§ **Problem**
State only the number of lines in the records below that contain the string "cover". Matching is case-sensitive.

§ **Source material**
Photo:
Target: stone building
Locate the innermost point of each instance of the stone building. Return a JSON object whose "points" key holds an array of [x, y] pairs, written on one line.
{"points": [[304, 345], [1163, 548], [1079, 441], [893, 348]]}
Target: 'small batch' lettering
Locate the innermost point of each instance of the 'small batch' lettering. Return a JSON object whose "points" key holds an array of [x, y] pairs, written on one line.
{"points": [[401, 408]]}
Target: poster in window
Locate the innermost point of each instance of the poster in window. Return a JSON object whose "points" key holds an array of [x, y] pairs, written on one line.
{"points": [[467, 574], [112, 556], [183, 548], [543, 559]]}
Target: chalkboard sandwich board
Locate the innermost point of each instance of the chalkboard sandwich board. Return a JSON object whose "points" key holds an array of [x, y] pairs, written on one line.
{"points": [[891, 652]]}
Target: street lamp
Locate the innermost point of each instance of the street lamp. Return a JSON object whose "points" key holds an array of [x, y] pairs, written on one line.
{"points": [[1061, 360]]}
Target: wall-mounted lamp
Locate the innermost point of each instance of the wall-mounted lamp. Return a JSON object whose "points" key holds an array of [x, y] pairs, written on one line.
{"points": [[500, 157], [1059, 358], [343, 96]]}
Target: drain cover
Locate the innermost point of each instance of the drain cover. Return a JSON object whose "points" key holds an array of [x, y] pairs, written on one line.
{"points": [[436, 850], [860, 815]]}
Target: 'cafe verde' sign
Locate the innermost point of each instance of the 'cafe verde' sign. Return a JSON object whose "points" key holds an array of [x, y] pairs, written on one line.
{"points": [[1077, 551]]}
--
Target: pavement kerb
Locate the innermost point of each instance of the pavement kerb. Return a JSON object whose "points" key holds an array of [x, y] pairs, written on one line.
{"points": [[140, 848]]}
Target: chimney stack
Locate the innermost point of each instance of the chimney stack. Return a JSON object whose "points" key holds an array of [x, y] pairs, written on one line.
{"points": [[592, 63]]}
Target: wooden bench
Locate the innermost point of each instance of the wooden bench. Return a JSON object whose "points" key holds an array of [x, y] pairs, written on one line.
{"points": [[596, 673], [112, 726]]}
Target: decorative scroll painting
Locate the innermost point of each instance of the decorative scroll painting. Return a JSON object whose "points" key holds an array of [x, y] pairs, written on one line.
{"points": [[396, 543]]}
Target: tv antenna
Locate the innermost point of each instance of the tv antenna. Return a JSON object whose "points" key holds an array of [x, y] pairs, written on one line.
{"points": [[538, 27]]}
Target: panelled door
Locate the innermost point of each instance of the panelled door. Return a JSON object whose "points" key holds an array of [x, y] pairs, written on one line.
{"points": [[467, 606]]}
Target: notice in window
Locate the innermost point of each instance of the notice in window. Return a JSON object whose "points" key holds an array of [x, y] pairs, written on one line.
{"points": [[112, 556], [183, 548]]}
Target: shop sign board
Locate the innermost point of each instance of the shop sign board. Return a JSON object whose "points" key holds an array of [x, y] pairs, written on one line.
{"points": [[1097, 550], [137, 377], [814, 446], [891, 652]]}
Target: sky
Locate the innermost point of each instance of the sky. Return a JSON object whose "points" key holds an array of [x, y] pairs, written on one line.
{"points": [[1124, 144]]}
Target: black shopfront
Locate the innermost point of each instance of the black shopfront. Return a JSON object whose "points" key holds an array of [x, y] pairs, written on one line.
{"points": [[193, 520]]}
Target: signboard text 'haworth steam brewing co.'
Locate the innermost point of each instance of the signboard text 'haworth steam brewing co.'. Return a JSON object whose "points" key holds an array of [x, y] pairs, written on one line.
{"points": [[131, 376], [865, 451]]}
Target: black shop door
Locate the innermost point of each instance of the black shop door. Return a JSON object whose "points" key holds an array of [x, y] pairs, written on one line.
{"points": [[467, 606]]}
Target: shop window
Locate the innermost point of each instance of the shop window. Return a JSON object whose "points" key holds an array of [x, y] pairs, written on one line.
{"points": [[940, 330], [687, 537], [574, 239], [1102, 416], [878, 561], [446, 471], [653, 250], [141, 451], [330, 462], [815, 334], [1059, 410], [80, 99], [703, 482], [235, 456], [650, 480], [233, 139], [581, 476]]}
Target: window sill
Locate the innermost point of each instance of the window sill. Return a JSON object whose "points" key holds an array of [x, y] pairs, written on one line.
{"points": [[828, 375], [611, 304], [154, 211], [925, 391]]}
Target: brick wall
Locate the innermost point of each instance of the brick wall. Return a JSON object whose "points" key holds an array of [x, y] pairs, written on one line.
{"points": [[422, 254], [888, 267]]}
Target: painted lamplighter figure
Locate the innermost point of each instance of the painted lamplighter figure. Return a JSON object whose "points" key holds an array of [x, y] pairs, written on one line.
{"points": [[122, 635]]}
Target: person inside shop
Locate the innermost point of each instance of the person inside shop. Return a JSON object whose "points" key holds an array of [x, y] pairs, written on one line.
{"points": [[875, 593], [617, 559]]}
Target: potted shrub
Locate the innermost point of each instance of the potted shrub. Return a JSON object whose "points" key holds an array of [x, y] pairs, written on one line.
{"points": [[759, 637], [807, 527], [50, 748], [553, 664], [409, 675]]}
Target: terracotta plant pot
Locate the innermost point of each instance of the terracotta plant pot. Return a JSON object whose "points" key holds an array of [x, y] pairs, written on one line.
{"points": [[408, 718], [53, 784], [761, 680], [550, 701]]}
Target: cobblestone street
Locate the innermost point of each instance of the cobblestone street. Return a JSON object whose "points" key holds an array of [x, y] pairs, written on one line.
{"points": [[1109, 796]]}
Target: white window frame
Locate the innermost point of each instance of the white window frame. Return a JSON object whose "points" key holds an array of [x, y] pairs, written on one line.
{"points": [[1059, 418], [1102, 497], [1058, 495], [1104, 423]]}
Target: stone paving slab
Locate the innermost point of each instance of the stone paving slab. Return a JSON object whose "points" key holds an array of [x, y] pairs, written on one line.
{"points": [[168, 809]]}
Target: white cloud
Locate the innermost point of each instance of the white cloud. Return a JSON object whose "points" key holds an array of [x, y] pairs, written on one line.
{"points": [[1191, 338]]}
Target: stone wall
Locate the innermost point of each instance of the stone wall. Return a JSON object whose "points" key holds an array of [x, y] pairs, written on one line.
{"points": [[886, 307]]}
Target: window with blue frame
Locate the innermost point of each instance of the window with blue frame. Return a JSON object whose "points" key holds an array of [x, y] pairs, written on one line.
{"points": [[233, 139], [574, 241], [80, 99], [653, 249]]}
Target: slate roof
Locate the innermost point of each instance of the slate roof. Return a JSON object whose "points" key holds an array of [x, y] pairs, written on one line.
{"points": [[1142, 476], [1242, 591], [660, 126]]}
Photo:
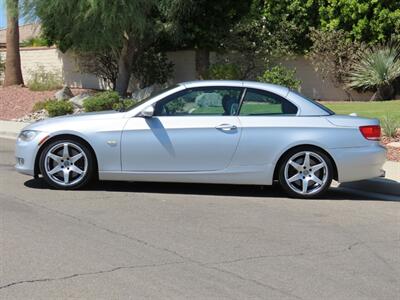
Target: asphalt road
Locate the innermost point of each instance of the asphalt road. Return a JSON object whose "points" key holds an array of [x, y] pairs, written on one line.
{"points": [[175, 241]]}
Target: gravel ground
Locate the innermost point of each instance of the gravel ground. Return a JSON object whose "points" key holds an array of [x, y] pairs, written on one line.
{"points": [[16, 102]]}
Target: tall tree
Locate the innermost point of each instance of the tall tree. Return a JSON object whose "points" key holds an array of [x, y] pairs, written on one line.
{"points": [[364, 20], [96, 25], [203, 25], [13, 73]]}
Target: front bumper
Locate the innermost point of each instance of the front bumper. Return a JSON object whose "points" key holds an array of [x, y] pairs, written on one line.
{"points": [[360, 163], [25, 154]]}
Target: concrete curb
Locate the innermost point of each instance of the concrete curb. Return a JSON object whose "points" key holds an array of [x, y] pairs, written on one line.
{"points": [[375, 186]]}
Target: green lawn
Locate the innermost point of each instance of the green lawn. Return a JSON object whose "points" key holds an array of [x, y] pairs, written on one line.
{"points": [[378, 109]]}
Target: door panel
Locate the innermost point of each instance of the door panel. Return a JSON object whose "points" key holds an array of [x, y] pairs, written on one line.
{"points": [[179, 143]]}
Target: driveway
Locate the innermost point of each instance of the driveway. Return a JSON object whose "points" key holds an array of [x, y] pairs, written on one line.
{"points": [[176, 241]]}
==
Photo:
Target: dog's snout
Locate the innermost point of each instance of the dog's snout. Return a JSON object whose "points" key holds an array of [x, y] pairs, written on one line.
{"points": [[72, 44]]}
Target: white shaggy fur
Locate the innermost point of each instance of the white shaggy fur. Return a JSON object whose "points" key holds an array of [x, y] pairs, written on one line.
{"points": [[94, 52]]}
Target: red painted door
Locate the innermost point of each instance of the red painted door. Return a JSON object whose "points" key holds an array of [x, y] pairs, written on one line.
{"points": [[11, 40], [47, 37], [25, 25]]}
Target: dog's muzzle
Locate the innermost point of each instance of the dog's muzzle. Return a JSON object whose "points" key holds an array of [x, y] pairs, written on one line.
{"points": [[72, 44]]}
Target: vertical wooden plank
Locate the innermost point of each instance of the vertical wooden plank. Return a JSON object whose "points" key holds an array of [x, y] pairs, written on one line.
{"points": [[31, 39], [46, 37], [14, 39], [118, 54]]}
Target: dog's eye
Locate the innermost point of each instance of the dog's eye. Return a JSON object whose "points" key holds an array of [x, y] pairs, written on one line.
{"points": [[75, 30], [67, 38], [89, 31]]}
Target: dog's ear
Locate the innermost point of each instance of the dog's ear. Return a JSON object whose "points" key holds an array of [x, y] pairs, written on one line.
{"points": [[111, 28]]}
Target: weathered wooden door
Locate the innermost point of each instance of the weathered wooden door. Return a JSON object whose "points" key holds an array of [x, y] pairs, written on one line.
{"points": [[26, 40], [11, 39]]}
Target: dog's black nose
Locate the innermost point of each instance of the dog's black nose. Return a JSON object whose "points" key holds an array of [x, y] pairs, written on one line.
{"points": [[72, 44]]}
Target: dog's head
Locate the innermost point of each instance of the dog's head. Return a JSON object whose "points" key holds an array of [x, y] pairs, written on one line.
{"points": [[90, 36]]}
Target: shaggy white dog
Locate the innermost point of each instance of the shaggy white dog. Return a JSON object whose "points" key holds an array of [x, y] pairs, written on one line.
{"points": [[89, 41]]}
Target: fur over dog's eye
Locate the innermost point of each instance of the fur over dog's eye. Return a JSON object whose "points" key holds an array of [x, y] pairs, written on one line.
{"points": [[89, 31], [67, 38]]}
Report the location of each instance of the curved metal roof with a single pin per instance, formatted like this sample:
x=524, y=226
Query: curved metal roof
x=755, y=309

§ **Answer to the exercise**
2